----- Reading text
Every Saturday morning at 10 am, the box office at the Metropolitan Opera begins selling inexpensive standing-room tickets for the following week's performances. The line for these tickets starts forming by 5 am. That there are music lovers dedicated enough to stand through an entire three- or four-act opera is inspiring. That these same people are also prepared to get up before dawn so that they can pay money to do so is vaguely disturbing.
At 5 am on their first Saturday morning in New York, students in the Duke program are dutifully waiting outside at the Met box office. It is mid-January. They have had to ride the subway in the predawn hours to get here. As the sun rises over Lincoln Center, so do their suspicions that the whole idea of spending four months going to the theater and the opera may not be the junket that they have anticipated.
During their first week at the Met, the students are introduced to "Lucia di Lammermoor "(bride goes mad at her own wedding and stabs fiancé), "La Bohème" (starving poet meets girl with bad cold), and an opera gala with Placido Domingo in scenes from "Faust," "Stiffelio," and "Carmen" (bullfighter meets Gypsy, bullfighter loses Gypsy). Unlike most theatergoers, the Duke students are not permitted simply to stroll out onto the sidewalk at the end of a performance, to utter a quick critique (loved/hated it/him/her), and to head home. Instead, Payne will take them to a nearby restaurant or apartment -- where, over dessert and coffee, they will engage in the serious work of coming to terms with what they've just seen: "What were your expectations for this work, and how were they violated?" "What values were at stake?" "Where did you see moral change?"
Payne wants his students, as part of their experience of attending the theater, to develop their capacity for critical judgment. But his deeper objective is to find out how they react emotionally to the works that they see, and through that, to learn who they are as people. "If I'm going to be a leader," says Payne, "then what exactly are the things that unite me with other people? What do I respond to? You can learn these things through your response to the arts."
----------
----- Data extract
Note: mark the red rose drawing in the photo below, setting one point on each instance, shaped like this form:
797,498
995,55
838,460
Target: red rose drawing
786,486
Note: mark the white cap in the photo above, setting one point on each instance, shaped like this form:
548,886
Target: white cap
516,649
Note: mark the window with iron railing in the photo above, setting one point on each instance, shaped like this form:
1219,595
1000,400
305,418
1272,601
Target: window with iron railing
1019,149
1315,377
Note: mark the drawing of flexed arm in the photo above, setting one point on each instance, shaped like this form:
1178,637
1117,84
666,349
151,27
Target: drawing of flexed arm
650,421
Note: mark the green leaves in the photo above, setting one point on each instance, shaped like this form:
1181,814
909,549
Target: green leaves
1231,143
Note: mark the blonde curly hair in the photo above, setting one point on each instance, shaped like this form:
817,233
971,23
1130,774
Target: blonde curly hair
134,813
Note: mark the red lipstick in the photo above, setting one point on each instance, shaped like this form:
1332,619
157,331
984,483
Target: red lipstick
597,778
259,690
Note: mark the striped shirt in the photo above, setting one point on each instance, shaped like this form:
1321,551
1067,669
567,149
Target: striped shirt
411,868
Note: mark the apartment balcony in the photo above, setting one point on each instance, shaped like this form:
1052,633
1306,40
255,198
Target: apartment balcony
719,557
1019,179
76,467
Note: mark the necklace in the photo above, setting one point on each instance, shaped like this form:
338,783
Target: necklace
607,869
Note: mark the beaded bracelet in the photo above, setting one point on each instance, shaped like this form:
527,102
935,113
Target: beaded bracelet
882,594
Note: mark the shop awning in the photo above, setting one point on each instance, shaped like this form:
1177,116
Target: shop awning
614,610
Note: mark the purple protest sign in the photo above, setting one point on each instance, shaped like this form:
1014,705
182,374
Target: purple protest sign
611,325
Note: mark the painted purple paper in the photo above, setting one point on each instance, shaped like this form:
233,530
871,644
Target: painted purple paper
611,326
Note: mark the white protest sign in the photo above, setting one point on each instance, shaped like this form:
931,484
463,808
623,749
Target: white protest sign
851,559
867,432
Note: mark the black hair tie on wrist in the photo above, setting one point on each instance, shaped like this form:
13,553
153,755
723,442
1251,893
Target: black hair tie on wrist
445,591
----------
Aim of the task – Echo the passage in the opera article above from "At 5 am on their" up to and including "they have anticipated.".

Exercise response –
At 5 am on their first Saturday morning in New York, students in the Duke program are dutifully waiting outside at the Met box office. It is mid-January. They have had to ride the subway in the predawn hours to get here. As the sun rises over Lincoln Center, so do their suspicions that the whole idea of spending four months going to the theater and the opera may not be the junket that they have anticipated.